Associated Press Worldstream
Montag, 18. April 2005
“A forgotten Genocide”: 90 years ago, the deportation of the
Armenians – death marches, massacres – began; so far few nations have
recognized the Genocide, which Turkey protests…
»Ein vergessener Völkermord«;
Vor 90 Jahren begann im Osmanischen Reich die Vertreibung der
armenischen Bevölkerung – Todesmärsche, Massaker und Verhungern –
Bislang nur von wenigen Staaten gegen türkischen Protest als Genozid
anerkannt
Von AP-Korrespondent Uwe Käding
Frankfurt/Main
Sie wurden erschlagen, erstochen, erschossen, zu Todesmärschen durch
die syrische Wüste getrieben und dem Tod durch Erschöpfung oder
Verhungern überlassen. Dass dies vor 90 Jahren das Schicksal von bis
zu 1,5 Millionen Armeniern in der heutigen Türkei war, ist nicht mehr
umstritten. »Wer spricht heute noch von der Vernichtung der
Armenier?« fragte Adolf Hitler am 22. August 1939, am Vorabend von
Zweitem Weltkrieg und Holocaust. Bis heute umstritten ist aber, ob es
sich um den ersten Völkermord des 20. Jahrhunderts handelte.
Die Verfolgung der Armenier begann am 24. April 1915, als die
jungtürkische Regierung die gesamte armenische Elite in
Konstantinopel, dem heutigen Istanbul, verhaften ließ. Bis zum Ende
des 1. Weltkriegs 1918 wurde Schätzungen zufolge die Hälfte der
armenischen Bevölkerung in der Türkei getötet, vertrieben, zur
Assimilierung gezwungen.
Frankreich, Kanada, Russland, die Schweiz und die Niederlande haben
Jahrzehnte danach gegen zum Teil heftigen türkischen Protest
beschlossen, offiziell von einem Genozid an den Armeniern sprechen.
Viele andere Staaten – wie auch Deutschland, Großbritannien und die
USA – tun das bis heute nicht.
Neuerdings gewinnt das Thema angesichts des von der Türkei
angestrebten EU-Beitritts an Gewicht. »Das war ein vergessener
Völkermord«, sagt Wolfgang Gust, Herausgeber der aus Schriftstücken
des Auswärtigen Amtes erstellten Dokumentation »Der Völkermord an den
Armeniern 1915/16«, die gerade im Verlag Zu Klampen erschienen ist –
das »war« betonend. »Da die Türken die Tabuisierung des Völkermords
sehr weit getrieben haben, ist das natürlich die höchste Hürde, die
man ihnen stellen kann«, sagt der frühere »Spiegel«-Journalist im
Gespräch mit der Nachrichtenagentur AP.
------------------------------------------------
Aufgaben:
[1] Zitiere aus dem Artikel über den Völkermord an den Armeniern wortgetreu die Passage von „Die Verfolgung der“ bis „den Armeniern sprechen.“.
[2] Wann begann laut dem Artikel über den Völkermord an den Armeniern die Verfolgung der Armenier?
[3] Führe den Artikel über den Völkermord an den Armeniern im Anschluss an seinen letzten Satz weiter.
Die folgenden Datensätze sind eigenständiges Material und gehören nicht zum Artikel.

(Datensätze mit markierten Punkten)
------------------------------------------------
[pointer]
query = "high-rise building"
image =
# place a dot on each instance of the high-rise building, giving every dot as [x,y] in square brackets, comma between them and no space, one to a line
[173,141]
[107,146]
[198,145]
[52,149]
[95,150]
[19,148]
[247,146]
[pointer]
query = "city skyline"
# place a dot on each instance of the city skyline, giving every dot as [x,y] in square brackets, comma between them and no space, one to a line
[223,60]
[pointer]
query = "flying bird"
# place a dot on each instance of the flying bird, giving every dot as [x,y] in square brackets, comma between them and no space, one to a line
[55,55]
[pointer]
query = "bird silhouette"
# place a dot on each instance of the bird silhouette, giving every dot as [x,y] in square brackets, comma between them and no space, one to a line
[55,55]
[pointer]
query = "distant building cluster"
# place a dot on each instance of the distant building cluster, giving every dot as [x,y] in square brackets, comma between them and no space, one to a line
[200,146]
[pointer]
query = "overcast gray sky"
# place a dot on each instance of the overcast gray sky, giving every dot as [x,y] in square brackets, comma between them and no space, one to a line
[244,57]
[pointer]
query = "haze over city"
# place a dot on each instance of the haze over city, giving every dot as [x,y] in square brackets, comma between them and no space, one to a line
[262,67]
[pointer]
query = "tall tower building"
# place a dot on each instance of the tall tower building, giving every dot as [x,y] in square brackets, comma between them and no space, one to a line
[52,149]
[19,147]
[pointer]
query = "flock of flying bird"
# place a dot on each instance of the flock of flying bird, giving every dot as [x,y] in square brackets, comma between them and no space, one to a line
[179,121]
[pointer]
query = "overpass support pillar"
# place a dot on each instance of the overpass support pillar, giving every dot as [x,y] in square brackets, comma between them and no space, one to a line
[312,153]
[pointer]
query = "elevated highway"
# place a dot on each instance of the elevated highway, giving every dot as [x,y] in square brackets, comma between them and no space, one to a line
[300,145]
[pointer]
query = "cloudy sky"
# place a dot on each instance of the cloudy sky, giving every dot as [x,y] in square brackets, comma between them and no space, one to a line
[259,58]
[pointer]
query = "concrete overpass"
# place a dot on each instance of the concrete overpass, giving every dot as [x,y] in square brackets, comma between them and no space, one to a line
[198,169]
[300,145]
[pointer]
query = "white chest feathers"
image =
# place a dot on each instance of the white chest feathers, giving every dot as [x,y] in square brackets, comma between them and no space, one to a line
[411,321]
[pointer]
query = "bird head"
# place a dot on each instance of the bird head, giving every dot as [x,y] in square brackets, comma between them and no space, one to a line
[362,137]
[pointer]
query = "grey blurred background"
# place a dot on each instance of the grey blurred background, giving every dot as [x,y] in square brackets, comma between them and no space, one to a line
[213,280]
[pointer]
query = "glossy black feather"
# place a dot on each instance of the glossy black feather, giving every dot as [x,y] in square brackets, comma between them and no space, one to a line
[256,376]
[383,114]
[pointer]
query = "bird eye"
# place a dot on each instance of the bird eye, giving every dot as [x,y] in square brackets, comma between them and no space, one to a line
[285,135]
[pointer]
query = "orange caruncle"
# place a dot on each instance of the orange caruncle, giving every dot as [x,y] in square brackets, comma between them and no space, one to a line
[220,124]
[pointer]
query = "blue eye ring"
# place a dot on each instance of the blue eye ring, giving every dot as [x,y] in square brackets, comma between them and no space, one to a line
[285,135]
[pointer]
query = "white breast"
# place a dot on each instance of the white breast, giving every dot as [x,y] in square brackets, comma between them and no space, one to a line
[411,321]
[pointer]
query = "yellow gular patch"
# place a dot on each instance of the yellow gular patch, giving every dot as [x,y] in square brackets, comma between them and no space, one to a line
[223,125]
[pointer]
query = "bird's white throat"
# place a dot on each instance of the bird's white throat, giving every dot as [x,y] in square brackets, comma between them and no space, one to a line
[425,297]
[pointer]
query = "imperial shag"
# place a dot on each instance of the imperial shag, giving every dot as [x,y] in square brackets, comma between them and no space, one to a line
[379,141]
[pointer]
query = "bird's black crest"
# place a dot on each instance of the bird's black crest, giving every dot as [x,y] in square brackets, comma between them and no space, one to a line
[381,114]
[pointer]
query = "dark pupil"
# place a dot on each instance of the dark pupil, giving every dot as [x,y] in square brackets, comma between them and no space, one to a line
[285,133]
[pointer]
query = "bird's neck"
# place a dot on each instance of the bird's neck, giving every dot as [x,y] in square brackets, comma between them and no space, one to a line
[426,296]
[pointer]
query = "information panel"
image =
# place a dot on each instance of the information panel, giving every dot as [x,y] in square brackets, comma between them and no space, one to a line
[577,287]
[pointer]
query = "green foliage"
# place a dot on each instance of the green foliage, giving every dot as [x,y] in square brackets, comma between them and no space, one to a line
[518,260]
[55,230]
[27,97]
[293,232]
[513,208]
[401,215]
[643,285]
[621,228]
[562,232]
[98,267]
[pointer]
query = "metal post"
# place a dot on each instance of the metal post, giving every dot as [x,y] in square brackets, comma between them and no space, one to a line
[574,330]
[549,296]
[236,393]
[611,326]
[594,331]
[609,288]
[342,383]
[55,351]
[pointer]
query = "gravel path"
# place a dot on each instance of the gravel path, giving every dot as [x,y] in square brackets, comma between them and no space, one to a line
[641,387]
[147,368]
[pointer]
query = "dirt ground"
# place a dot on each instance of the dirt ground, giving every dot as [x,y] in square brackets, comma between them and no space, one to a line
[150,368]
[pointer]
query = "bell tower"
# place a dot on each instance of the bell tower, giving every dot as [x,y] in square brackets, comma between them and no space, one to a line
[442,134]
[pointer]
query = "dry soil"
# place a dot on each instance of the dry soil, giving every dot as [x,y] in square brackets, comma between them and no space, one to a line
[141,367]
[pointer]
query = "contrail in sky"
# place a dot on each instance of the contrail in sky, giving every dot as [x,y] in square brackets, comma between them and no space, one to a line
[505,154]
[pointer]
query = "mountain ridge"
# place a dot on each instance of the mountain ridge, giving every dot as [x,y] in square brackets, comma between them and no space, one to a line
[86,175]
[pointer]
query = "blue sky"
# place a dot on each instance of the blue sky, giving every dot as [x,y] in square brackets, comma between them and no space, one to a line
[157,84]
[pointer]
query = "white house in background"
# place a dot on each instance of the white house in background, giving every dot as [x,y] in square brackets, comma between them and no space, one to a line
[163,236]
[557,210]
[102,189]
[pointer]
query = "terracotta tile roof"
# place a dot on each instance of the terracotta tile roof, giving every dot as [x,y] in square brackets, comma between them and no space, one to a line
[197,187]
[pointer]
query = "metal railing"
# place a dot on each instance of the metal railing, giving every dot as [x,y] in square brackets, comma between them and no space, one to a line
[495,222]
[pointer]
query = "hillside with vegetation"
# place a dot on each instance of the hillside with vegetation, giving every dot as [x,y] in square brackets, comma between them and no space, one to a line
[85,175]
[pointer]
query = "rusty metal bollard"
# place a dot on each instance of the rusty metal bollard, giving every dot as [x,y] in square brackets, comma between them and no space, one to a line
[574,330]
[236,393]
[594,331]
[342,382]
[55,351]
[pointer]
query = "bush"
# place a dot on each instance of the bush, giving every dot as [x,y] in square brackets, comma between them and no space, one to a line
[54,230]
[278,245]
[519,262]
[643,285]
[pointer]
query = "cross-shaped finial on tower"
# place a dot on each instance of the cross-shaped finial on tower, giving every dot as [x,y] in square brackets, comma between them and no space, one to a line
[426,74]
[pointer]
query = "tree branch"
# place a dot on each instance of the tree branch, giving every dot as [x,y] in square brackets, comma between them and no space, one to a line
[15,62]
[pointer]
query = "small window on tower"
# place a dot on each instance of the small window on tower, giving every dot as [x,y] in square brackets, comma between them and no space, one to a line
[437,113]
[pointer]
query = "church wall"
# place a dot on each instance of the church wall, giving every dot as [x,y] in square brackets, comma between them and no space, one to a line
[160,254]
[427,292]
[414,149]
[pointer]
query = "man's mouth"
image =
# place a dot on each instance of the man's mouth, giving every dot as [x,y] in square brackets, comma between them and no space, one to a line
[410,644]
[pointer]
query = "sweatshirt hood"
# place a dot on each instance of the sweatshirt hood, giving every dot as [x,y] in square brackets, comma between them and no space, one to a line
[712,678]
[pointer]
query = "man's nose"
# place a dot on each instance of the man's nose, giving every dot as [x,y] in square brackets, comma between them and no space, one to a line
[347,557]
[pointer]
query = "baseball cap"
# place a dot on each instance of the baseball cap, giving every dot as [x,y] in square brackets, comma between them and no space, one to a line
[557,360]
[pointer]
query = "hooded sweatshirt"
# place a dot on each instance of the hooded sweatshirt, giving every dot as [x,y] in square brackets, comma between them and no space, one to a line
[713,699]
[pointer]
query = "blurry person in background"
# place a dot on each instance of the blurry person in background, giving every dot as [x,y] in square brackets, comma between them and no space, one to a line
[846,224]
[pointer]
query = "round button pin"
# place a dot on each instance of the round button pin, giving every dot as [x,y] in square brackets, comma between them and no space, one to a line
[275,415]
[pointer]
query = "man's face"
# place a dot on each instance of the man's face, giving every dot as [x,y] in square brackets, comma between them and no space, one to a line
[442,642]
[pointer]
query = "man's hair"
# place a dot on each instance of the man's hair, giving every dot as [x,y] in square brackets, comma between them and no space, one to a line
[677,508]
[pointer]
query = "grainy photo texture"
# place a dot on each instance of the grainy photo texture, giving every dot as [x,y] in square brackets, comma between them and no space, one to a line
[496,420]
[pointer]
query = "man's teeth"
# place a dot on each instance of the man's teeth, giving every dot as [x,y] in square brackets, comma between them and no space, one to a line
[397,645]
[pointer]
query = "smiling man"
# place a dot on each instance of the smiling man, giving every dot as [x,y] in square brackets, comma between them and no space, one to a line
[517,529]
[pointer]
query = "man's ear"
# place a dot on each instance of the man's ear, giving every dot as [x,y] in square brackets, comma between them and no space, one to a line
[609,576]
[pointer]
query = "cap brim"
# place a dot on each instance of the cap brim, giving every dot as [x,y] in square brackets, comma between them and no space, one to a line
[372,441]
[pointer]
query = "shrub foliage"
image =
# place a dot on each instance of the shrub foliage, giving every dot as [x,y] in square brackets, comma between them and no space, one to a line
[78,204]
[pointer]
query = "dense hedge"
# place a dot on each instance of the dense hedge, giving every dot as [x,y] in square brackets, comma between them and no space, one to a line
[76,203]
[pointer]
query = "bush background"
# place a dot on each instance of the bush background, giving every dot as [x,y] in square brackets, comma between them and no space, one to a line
------------------------------------------------
Lösungen:
[1]
Die Verfolgung der Armenier begann am 24. April 1915, als die
jungtürkische Regierung die gesamte armenische Elite in
Konstantinopel, dem heutigen Istanbul, verhaften ließ. Bis zum Ende
des 1. Weltkriegs 1918 wurde Schätzungen zufolge die Hälfte der
armenischen Bevölkerung in der Türkei getötet, vertrieben, zur
Assimilierung gezwungen.
Frankreich, Kanada, Russland, die Schweiz und die Niederlande haben
Jahrzehnte danach gegen zum Teil heftigen türkischen Protest
beschlossen, offiziell von einem Genozid an den Armeniern sprechen.

[2] Am 24. April 1915.

[3]
Schon im 19. Jahrhundert hatte es Massaker an Armeniern gegeben.
Innerhalb der Jungtürken war es laut Gust eigentlich nur eine Gruppe
von rund 20 Mann, die sich in einen fanatischen Hass gegen die
Armenier hineinsteigerte. Als der Gründer der modernen Türkei,
Mustafa Kemal Atatürk, wegen griechischer Kriegserfolge auf
Waffenlager der Jungtürken angewiesen gewesen sei, habe der Aufstieg
dieser extremen Kräfte bis in höchste Regierungsämter eingesetzt.
Abdul Talaat zum Beispiel, einer der Drahtzieher der Deportationen
aus Aleppo, wurde Innenminister.
Das Vorgehen sei planmäßig gewesen und von einem »Komitee für Einheit
und Fortschritt« gelenkt worden. »Das war, wenn man so will, so etwas
wie die NSDAP und diese so genannte Spezialorganisation, diese
Sonderorganisation (Teskilati Mahsusa), das war die SS. So war das
organisiert. Es gibt ein paar Quellen, wo die Deutschen staunen und
sagen: Für orientalische Verhältnisse ist das eigentlich unglaublich,
wie die in relativ kurzer Zeit von einem Jahr es geschafft haben, die
Armenier umzubringen oder zu assimilieren«, sagt Gust.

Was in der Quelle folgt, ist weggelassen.